To be done
Could you write out the items below again, swapping every "indicate" for "point to" and leaving everything else unchanged?

Pointing dataset items:
[start]

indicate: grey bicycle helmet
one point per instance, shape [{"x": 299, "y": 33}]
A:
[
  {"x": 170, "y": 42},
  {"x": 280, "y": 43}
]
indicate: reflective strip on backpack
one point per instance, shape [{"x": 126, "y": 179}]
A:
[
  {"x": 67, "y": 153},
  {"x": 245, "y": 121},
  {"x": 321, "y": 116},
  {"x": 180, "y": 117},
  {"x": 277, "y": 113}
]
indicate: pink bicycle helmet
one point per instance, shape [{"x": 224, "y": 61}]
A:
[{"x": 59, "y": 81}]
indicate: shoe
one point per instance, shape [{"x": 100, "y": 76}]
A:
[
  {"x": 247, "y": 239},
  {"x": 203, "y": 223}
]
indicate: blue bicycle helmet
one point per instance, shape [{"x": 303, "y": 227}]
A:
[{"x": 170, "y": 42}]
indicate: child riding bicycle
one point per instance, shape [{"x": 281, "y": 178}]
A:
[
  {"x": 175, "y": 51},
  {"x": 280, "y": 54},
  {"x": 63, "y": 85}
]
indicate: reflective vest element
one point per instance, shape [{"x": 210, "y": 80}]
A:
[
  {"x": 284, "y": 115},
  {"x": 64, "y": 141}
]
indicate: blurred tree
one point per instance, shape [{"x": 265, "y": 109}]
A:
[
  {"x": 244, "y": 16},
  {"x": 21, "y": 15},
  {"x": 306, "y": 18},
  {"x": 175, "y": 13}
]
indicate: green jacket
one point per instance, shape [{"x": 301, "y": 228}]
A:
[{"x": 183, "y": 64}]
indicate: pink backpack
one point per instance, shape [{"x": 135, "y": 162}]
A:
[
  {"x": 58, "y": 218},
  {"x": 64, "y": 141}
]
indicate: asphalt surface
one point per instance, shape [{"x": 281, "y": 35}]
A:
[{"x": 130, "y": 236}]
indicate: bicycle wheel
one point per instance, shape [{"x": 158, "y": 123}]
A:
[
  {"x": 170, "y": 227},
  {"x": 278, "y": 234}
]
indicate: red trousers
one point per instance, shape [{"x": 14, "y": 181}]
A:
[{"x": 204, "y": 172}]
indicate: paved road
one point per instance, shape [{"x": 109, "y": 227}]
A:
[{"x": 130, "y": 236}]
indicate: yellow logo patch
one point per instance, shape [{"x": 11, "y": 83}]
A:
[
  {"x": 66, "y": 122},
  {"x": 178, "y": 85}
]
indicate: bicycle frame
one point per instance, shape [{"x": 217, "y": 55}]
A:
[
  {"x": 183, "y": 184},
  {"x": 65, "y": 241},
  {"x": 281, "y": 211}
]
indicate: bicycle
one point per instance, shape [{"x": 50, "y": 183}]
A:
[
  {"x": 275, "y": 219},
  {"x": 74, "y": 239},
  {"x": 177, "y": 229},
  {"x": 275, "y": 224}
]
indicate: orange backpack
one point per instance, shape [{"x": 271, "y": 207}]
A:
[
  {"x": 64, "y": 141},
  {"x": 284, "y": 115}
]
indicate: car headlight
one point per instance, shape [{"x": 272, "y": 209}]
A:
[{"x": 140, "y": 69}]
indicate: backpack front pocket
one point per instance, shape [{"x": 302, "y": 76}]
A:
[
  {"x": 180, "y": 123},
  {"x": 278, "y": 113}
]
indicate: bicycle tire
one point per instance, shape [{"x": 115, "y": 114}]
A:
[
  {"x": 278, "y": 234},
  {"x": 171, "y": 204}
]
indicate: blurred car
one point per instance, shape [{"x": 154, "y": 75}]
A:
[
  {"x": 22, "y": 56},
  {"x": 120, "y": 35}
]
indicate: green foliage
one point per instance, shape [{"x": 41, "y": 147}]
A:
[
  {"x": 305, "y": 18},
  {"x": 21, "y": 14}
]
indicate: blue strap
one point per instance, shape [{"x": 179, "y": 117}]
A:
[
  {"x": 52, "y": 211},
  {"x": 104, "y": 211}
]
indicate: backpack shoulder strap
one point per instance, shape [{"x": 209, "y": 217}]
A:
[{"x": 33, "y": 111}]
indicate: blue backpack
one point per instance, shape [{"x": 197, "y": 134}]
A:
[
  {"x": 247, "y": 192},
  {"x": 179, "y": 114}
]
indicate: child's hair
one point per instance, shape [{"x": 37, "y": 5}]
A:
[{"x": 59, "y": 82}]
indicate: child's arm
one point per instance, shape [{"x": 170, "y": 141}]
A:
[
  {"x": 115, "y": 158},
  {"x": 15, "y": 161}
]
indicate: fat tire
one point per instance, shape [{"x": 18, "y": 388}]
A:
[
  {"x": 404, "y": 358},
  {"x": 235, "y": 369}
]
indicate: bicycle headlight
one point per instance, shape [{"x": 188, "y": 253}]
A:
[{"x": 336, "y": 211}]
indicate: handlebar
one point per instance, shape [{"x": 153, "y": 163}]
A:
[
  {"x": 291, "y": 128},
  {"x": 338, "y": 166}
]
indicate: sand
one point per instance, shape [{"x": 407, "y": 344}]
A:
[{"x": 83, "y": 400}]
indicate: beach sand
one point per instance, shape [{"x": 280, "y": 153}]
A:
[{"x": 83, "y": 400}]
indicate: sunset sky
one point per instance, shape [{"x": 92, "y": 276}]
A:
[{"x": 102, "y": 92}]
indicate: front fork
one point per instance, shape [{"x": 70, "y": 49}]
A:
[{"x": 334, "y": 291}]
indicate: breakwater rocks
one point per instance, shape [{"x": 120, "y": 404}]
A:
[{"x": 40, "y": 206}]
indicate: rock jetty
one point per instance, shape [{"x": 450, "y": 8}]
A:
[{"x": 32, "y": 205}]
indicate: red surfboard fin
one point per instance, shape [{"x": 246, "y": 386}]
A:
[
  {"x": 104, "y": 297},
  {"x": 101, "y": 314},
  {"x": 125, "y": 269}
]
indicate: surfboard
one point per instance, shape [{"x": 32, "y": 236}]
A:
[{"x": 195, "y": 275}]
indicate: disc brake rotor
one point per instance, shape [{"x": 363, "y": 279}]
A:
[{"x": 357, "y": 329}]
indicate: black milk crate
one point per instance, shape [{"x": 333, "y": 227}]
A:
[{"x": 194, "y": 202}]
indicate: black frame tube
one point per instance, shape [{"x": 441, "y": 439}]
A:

[end]

Answer to the problem
point to: grey bicycle helmet
one point per instance, shape [{"x": 299, "y": 33}]
A:
[
  {"x": 170, "y": 42},
  {"x": 280, "y": 43}
]
point to: reflective strip on backpack
one point per instance, shape [{"x": 126, "y": 179}]
A:
[
  {"x": 67, "y": 153},
  {"x": 245, "y": 121},
  {"x": 321, "y": 116},
  {"x": 180, "y": 117},
  {"x": 277, "y": 113}
]
point to: pink bicycle helmet
one point per instance, shape [{"x": 224, "y": 61}]
A:
[{"x": 59, "y": 81}]
point to: shoe
one point per instance, shape [{"x": 100, "y": 76}]
A:
[
  {"x": 247, "y": 239},
  {"x": 203, "y": 223}
]
point to: blue bicycle helmet
one point per instance, shape [{"x": 303, "y": 227}]
A:
[{"x": 170, "y": 42}]
point to: child riding bicycle
one point per instance, shape [{"x": 281, "y": 178}]
A:
[
  {"x": 175, "y": 51},
  {"x": 280, "y": 54},
  {"x": 63, "y": 85}
]
point to: reflective vest element
one point per instance, shape [{"x": 210, "y": 80}]
A:
[
  {"x": 284, "y": 115},
  {"x": 64, "y": 141}
]
point to: blurred tree
one point per instance, shape [{"x": 265, "y": 109}]
A:
[
  {"x": 244, "y": 16},
  {"x": 21, "y": 15},
  {"x": 306, "y": 18},
  {"x": 175, "y": 13}
]
point to: green jacket
one point per instance, shape [{"x": 301, "y": 228}]
A:
[{"x": 183, "y": 64}]
point to: pink backpack
one point per instance, shape [{"x": 135, "y": 162}]
A:
[
  {"x": 58, "y": 218},
  {"x": 64, "y": 141}
]
point to: asphalt surface
one point per instance, shape [{"x": 281, "y": 35}]
A:
[{"x": 130, "y": 236}]
point to: bicycle wheel
one point per instance, shape [{"x": 158, "y": 123}]
A:
[
  {"x": 170, "y": 227},
  {"x": 278, "y": 234}
]
point to: red trousers
one point per instance, shape [{"x": 14, "y": 181}]
A:
[{"x": 204, "y": 172}]
point to: paved road
one point per instance, shape [{"x": 109, "y": 227}]
A:
[{"x": 130, "y": 236}]
point to: yellow logo patch
one point per instance, shape [{"x": 11, "y": 83}]
A:
[
  {"x": 66, "y": 122},
  {"x": 178, "y": 85}
]
point to: bicycle frame
one point per instance, shape [{"x": 217, "y": 55}]
A:
[
  {"x": 183, "y": 184},
  {"x": 65, "y": 241},
  {"x": 281, "y": 211}
]
point to: bicycle
one point per instance, shape [{"x": 50, "y": 183}]
A:
[
  {"x": 275, "y": 219},
  {"x": 74, "y": 239},
  {"x": 177, "y": 229},
  {"x": 275, "y": 224}
]
point to: orange backpack
one point per instance, shape [{"x": 271, "y": 207}]
A:
[
  {"x": 64, "y": 141},
  {"x": 284, "y": 115}
]
point to: car headlight
one point per instance, shape [{"x": 272, "y": 209}]
A:
[{"x": 140, "y": 69}]
point to: backpack front pocket
one point per instance, shape [{"x": 302, "y": 76}]
A:
[
  {"x": 180, "y": 123},
  {"x": 278, "y": 113}
]
point to: bicycle tire
one point per instance, shape [{"x": 115, "y": 114}]
A:
[
  {"x": 278, "y": 234},
  {"x": 171, "y": 204}
]
point to: blurred car
one point per instance, shape [{"x": 154, "y": 75}]
A:
[
  {"x": 22, "y": 56},
  {"x": 120, "y": 35}
]
point to: green foliage
one point per instance, shape [{"x": 41, "y": 147}]
A:
[
  {"x": 305, "y": 18},
  {"x": 21, "y": 14}
]
point to: blue strap
one point per instance, shape [{"x": 179, "y": 117}]
A:
[
  {"x": 52, "y": 211},
  {"x": 104, "y": 211}
]
point to: backpack shoulder strap
one point per instance, shape [{"x": 209, "y": 217}]
A:
[{"x": 33, "y": 111}]
point to: blue backpack
one point per instance, shape [{"x": 197, "y": 134}]
A:
[
  {"x": 247, "y": 192},
  {"x": 179, "y": 114}
]
point to: child's hair
one point per instance, shape [{"x": 37, "y": 5}]
A:
[{"x": 59, "y": 82}]
point to: child's arm
one point per instance, shape [{"x": 170, "y": 141}]
A:
[
  {"x": 115, "y": 158},
  {"x": 15, "y": 161}
]
point to: fat tire
one point per instance, shape [{"x": 18, "y": 388}]
A:
[
  {"x": 404, "y": 358},
  {"x": 235, "y": 369}
]
point to: bicycle headlight
one point per instance, shape [{"x": 188, "y": 253}]
A:
[{"x": 336, "y": 211}]
point to: handlebar
one point per instance, shape [{"x": 153, "y": 163}]
A:
[
  {"x": 291, "y": 128},
  {"x": 338, "y": 166}
]
point to: sand
one point per instance, shape [{"x": 407, "y": 344}]
A:
[{"x": 83, "y": 400}]
point to: beach sand
one point per instance, shape [{"x": 280, "y": 153}]
A:
[{"x": 83, "y": 400}]
point to: sunset sky
one point per instance, shape [{"x": 92, "y": 276}]
A:
[{"x": 102, "y": 92}]
point to: front fork
one point per instance, shape [{"x": 70, "y": 49}]
A:
[{"x": 334, "y": 291}]
point to: breakwater rocks
one point per instance, shape [{"x": 120, "y": 404}]
A:
[{"x": 40, "y": 206}]
point to: rock jetty
one point per instance, shape [{"x": 450, "y": 8}]
A:
[{"x": 32, "y": 205}]
point to: red surfboard fin
one point per instance, shape [{"x": 246, "y": 386}]
A:
[
  {"x": 104, "y": 297},
  {"x": 101, "y": 314},
  {"x": 125, "y": 269}
]
point to: surfboard
one point per instance, shape [{"x": 32, "y": 236}]
A:
[{"x": 195, "y": 275}]
point to: disc brake rotor
one point per instance, shape [{"x": 363, "y": 279}]
A:
[{"x": 357, "y": 329}]
point to: black milk crate
one point per instance, shape [{"x": 333, "y": 227}]
A:
[{"x": 194, "y": 202}]
point to: black frame tube
one point per instance, shape [{"x": 441, "y": 439}]
A:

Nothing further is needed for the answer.